# Dataset extract
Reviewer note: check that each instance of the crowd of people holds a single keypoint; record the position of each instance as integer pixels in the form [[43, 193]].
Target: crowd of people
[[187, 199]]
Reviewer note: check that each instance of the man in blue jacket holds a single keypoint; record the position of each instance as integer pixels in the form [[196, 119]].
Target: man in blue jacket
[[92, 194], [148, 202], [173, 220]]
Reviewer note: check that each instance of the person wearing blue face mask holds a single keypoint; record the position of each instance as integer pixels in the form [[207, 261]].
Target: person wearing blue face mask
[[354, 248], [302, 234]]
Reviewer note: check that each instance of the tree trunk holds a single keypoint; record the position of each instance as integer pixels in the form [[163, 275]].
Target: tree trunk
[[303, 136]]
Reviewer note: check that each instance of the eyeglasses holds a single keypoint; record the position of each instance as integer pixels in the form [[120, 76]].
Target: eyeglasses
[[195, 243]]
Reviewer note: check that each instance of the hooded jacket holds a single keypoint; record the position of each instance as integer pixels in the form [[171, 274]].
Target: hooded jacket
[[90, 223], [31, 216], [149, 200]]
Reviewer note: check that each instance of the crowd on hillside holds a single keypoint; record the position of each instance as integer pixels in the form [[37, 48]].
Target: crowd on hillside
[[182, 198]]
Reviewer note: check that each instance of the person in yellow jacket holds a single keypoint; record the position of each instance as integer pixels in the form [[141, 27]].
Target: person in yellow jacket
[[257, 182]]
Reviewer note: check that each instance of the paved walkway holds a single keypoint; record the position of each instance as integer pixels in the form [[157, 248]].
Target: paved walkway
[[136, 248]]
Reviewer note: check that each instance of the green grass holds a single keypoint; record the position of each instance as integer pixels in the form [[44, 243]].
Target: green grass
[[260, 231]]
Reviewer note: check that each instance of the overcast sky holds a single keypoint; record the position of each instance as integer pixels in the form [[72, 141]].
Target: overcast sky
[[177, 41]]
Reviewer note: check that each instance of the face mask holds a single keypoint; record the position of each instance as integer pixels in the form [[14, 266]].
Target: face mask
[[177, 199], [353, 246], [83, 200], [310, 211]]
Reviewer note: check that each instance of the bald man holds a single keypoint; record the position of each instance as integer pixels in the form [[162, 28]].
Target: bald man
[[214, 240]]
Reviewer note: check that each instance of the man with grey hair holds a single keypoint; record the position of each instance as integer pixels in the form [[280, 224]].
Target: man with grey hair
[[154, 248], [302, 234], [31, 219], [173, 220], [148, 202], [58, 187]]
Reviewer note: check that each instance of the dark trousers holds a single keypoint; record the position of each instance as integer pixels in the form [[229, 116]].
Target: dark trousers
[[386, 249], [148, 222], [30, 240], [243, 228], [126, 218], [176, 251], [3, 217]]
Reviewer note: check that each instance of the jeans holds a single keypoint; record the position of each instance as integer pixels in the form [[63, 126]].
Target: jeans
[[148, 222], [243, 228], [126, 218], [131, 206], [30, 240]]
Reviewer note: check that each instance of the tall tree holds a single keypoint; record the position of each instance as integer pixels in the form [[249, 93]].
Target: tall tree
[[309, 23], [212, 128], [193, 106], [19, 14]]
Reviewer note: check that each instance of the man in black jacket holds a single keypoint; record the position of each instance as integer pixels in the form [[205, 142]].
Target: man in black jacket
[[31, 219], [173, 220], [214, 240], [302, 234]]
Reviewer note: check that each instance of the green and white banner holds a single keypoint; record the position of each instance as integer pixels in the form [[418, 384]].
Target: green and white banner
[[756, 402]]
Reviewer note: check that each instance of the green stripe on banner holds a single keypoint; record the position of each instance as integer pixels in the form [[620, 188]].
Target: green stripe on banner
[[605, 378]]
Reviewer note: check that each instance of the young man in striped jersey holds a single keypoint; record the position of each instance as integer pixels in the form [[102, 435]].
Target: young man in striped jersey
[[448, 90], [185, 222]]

# Aim of the exercise
The records above should be restated word for word in their entirety.

# Solution to the exercise
Reviewer note: check that each instance of the crowd of people holds a single keypoint; record the position of each instance as integer pixels in the form [[43, 193]].
Target: crowd of people
[[187, 199]]
Reviewer note: check that each instance of the man in blue jacket holds a single keypoint; record the position of each instance as integer pixels in the form [[196, 119]].
Target: man in blue jacket
[[92, 194], [148, 202], [173, 220]]
Reviewer note: check that each instance of the person wearing blue face mask holds a single keypoint; record the position of each instance as integer pixels in the form [[207, 261]].
Target: person wearing blue face mask
[[354, 248], [302, 234]]
Reviewer note: check that each instance of the tree trunk holds a single keypoint; record the position of each instance as integer pixels in the form [[163, 275]].
Target: tree trunk
[[303, 136]]
Reviewer note: check that each instance of the eyeglasses holds a single keypoint; record the position of each instance as integer pixels in the form [[120, 76]].
Target: eyeglasses
[[195, 243]]
Reviewer note: check that each instance of the hooded jacket holds a single keypoint; record the position of each instance as integer pixels in the form [[171, 274]].
Target: hooded jacket
[[90, 223], [31, 216], [149, 200]]
Reviewer note: check that each instance of the crowd on hillside holds a single keypoint; record the position of each instance as integer pixels in the form [[37, 48]].
Target: crowd on hillside
[[182, 198]]
Reviewer note: check that each instance of the person in yellow jacket holds a single keypoint; record the position of each instance as integer pixels in the form [[141, 27]].
Target: person in yellow jacket
[[257, 182]]
Reviewer note: check that each instance of the paved walkway holds a single keypoint; record the position of each instance as integer pixels in the form [[157, 248]].
Target: paved walkway
[[136, 248]]
Reviewer note: check that each instance of the green grass holds a single keypoint; record the position of each instance as integer pixels in the form [[44, 243]].
Target: green grass
[[260, 231]]
Reviewer note: check that each instance of the overcast sky holds a single keypoint; record the position of each instance as integer pixels in the form [[72, 141]].
Target: overcast sky
[[177, 41]]
Reviewer note: check that each instance of the face mask holds a single keypoint; record the position of each instance as integer pixels in the form [[14, 266]].
Target: face mask
[[177, 199], [353, 246], [83, 200], [310, 211]]
Reviewer note: check that each instance of the bald man holds a single keypoint; record the position of each instance as integer pixels in the form [[162, 28]].
Target: bald man
[[214, 240]]
Reviewer note: check that each instance of the man with grey hair holds a single keypoint; record the position of each instance as integer pixels in the form [[280, 224]].
Target: man with grey hair
[[154, 248], [302, 234], [31, 219], [173, 220], [148, 202], [58, 187]]
Reviewer note: check that each instance of the dark trousers holds a single keypoint; record the position of each instance as integer pixels in the form [[229, 116]].
Target: dark trousers
[[386, 249], [148, 222], [30, 240], [243, 228], [126, 218], [176, 251], [3, 217]]
Reviewer note: check that each instance of the jeans holds a single keypoint; record the position of each instance as integer pixels in the form [[63, 126]].
Target: jeans
[[148, 222], [243, 228], [126, 218], [131, 206], [30, 240]]
Reviewer note: check that each instance of the tall tree holds a single keypoint; record the position of each instance as integer pixels in the form [[249, 93]].
Target: tall tree
[[309, 23], [212, 128], [193, 106], [19, 14]]
Reviewer note: check that each instance of the man in black jacket holds a single keypoint; record the position of each instance as integer pixels in the form [[205, 142]].
Target: man in black jacket
[[31, 219], [173, 220], [214, 240], [302, 234]]
Reviewer note: check that each instance of the green and white banner holds a single keypoint; record the position of each instance as integer pixels in the form [[418, 384]].
Target: green and white banner
[[756, 402]]
Reviewer note: check that each instance of the green stripe on banner holds a single keypoint; record the position of each instance as integer pixels in the form [[620, 188]].
Target: green stripe on banner
[[605, 378]]
Reviewer note: check that each instance of the young man in striped jersey holds a single keypoint; record the position of each instance as integer pixels in the form [[102, 435]].
Target: young man in striped jersey
[[448, 90], [185, 222]]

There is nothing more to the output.